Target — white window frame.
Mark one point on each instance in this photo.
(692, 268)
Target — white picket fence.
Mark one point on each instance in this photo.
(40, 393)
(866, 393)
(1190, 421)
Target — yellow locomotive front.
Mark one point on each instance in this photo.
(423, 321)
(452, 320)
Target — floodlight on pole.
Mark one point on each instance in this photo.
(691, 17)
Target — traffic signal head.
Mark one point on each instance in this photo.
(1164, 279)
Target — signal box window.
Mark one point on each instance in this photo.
····················
TASK BRIEF >> Retype the listing word for word, starting at the line that contains "Target — signal box window." and ending with the final line of the listing.

TASK ANSWER >>
Target — signal box window.
Mark one point on each instance in this photo.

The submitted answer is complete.